• _AIM_:
Change every "front door" in the data below to "entrance" and keep everything else unchanged.

========================================

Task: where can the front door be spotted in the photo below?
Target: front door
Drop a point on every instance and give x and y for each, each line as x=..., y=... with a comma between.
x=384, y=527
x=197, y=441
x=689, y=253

========================================

• _RESPONSE TO THE EXERCISE_:
Task: where can the entrance be spotted in the photo below?
Target: entrance
Drop a point on every instance and give x and y for each, each line as x=..., y=... with a comma between.
x=384, y=527
x=197, y=441
x=689, y=253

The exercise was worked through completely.